M. DCC. LXIV. Avec Approbation et Privilège du Roi.
Par M. DE LA HARPE.
APPROBATION §
J’ai lu par ordre de Monseigneur le Vice-Chancelier, le Comte de Warwick, Tragédie ; et je crois que l’on peut en permettre l’impression.
À Montrouge, ce 30 Novembre.
Le privilège et l’enregistrement se trouvent au Nouveau Théâtre François et Italien.
MONSEIGNEUR, §
Mes premiers essais ont été consacrés à votre gloire. L’hommage que j’ai rendu à VOTRE ALTESSE m’a seul appris sans doute à peindre un héros, Vos bontés ont encouragé ma Jeunesse, et la faveur la plus précieuse accordée à mon Ouvrage, c’est qu’il m’ait été permis de l’offrir à un Prince devenu l’espérance de la Nation, et qui fait également mériter les éloges et les apprécier.
Je suis avec un très profond respect, MONSEIGNEUR, DE VOTRE ALTESSE SÉRÉNISSIME.
Le très humble et très obéissant serviteur,
LETTRE À M. DE VOLTAIRE. §
MONSIEUR,
Quoiqu’éloigné du centre de notre Littérature, vous en êtes toujours l’âme et l’honneur. Tous ceux qui font quelques pas dans cette carrière, où vous avez tant de fois triomphé, vous offrent en tribut les essais de leur jeunesse.
En soumettant cet ouvrage à vos lumières, je ne fais que suivre la foule ; et si je puis m’en distinguer, ce n’est que par la sensibilité particulière qui m’a toujours attaché à vos écrits, et dont j’ai osé déjà vous donner des témoignages.

■ **EXTRAIT DES DONNÉES**
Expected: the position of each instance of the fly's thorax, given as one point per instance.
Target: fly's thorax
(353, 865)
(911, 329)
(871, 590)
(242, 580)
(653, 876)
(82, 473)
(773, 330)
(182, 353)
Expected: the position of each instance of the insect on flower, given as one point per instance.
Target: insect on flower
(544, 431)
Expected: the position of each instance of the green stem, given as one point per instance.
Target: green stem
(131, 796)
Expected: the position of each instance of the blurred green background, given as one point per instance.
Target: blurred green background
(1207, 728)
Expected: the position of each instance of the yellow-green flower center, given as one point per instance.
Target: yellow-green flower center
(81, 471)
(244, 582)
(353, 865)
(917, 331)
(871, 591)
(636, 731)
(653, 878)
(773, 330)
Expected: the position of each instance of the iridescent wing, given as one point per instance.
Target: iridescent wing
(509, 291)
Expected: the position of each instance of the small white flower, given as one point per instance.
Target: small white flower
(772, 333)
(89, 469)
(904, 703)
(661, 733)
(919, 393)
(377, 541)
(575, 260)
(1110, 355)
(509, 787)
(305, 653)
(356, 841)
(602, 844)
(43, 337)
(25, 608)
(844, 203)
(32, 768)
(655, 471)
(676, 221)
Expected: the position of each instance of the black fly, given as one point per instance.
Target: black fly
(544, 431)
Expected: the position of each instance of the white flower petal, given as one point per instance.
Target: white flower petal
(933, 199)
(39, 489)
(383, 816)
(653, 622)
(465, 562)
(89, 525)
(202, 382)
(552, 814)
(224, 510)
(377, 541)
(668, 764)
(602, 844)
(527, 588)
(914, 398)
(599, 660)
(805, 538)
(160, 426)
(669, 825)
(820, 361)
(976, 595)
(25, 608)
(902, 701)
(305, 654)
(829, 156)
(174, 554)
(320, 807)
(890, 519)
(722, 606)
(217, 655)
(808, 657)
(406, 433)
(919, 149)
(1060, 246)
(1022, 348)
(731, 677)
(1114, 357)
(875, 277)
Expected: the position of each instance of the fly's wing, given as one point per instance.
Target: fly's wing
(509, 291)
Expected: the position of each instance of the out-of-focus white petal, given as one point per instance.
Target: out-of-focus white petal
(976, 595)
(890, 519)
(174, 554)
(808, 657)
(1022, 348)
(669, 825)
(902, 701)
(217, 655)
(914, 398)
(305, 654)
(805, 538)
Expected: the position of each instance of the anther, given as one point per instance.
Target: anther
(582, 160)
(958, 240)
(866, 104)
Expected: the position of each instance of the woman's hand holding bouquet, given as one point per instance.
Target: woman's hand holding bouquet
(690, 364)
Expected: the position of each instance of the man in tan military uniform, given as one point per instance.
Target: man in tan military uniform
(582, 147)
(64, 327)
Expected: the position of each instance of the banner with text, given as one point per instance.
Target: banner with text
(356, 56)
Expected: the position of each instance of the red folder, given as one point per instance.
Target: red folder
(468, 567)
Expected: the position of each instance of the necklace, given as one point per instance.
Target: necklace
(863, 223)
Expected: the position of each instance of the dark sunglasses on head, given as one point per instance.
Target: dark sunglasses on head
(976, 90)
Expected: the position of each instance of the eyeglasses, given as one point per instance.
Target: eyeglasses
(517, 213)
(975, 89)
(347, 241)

■ **OBJECTIF**
Dans le texte fourni ci-dessus, recopiez à l'identique tout le passage qui va de « APPROBATION § » jusqu'à « ce 30 Novembre. ».

■ **SOLUTION PROPOSÉE**
APPROBATION §
J’ai lu par ordre de Monseigneur le Vice-Chancelier, le Comte de Warwick, Tragédie ; et je crois que l’on peut en permettre l’impression.
À Montrouge, ce 30 Novembre.